La principale raison à cela tient au fait que dans l'Europe du Moyen- Age et de la Renaissance le christianisme est omniprésent. En donnant à sa profession les aspects d'un culte, l'artisan ferme celle-ci à toute personne n'exerçant pas le métier.

Il introduit ainsi nombre de rituels, dont celui de l'initiation qui revêt une importance majeure : Cette initiation à la connaissance du métier, était en même temps celle à la loi divine révélée par le Christ, qui seule permettait d'atteindre à la perfection sur tous les plans, dont la valeur professionnelle n'était qu'une forme à la gloire de Dieu et une grâce conférée par Lui.

La première demeure de Dieu, le premier Temple à lui construire, à défaut duquel il ne faut pas espérer cette grâce, c'est l'homme lui-même fait à l'image de Dieu.

Aussi le devoir primordial du Franc-Maçon, répété avec insistance par les anciens statuts et devoirs, était'il d'être fidèle à Dieu et à la sainte Église et de fuir l'hérésie et l'erreur.

Franc-Maçonnerie Opérative et Spéculative

La Franc-Maçonnerie Moderne est une Institution qui a près de 300 ans d'existence.

Elle descend, d'une façon symbolique, des Maçons Constructeurs du Moyen âge qui se sont déplacés durant plusieurs siècles à travers toute l'Europe pour y bâtir des édifices religieux ou profanes dont la plus grande partie existe encore aujourd'hui.

Si le phénomène de transition de la Maçonnerie Opérative vers la Franc Maçonnerie Spéculative au cours de laquelle un nombre croissant de non Opératifs devenaient « Maçons-Acceptés ».

Dès le XVème  siècle, et surtout au XVème siècle, de nombreuses loges, à commencer par Warrington, sont à majorité Spéculative.

Même Carausius ou Athelstan ne paraissent pas avoir été des Opératifs.

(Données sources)
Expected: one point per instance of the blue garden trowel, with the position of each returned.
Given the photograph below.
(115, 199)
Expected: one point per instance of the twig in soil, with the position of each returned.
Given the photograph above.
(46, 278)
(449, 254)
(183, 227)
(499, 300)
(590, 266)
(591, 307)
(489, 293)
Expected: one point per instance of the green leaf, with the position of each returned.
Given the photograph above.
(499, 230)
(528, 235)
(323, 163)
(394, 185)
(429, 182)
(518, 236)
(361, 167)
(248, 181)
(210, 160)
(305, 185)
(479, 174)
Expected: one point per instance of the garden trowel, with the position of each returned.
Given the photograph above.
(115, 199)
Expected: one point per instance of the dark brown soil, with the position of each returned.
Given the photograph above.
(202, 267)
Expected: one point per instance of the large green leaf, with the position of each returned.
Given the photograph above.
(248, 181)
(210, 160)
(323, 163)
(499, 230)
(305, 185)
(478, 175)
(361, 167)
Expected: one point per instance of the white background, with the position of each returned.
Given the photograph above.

CONSIGNES:
#1 Recopiez fidèlement le passage du texte sur la franc-maçonnerie qui commence par « La Franc-Maçonnerie Moderne » et se poursuit jusqu'à « existe encore aujourd'hui. ».
#2 Répondez aux questions suivantes d'après le texte sur la franc-maçonnerie.
(a) Quel était le devoir primordial du Franc-Maçon selon les anciens statuts et devoirs ?
(b) Depuis combien de temps environ existe la Franc-Maçonnerie Moderne ?
(c) Quelle est la première demeure de Dieu ?
#3 Reprenez le texte sur la franc-maçonnerie à la suite de sa dernière phrase et poursuivez-le.
Les entrées ne sont d'aucune utilité pour ce travail.

RÉPONSES:
#1
La Franc-Maçonnerie Moderne est une Institution qui a près de 300 ans d'existence.

Elle descend, d'une façon symbolique, des Maçons Constructeurs du Moyen âge qui se sont déplacés durant plusieurs siècles à travers toute l'Europe pour y bâtir des édifices religieux ou profanes dont la plus grande partie existe encore aujourd'hui.

#2
(a) Être fidèle à Dieu et à la sainte Église, et fuir l'hérésie et l'erreur.
(b) Depuis près de 300 ans.
(c) L'homme lui-même, fait à l'image de Dieu.

#3
Mais on se heurte toujours sur ce point à la légende de la Maçonnerie Spéculative commençant lors de l'initiative des loges de Londres en 1717, les Constitutions de Desaguliers, dites d'Anderson de 1723.

Mais, à l'origine de la Maçonnerie (multiple), on peut distinguer ces deux grands courants, complémentaires et généralement Unis.

Tout d'abord, les vieux mystères, des sumériens aux égyptiens et aux mystères gréco-romains, aux pythagoriciens et aux divers hermétistes.

Puis les opératifs que l'on devine en Egypte, et même avant l'Egypte que l'on trouve certainement dans les corporations étrusques, notamment les pontifes.

Les pontifes portaient la mitre et la crosse.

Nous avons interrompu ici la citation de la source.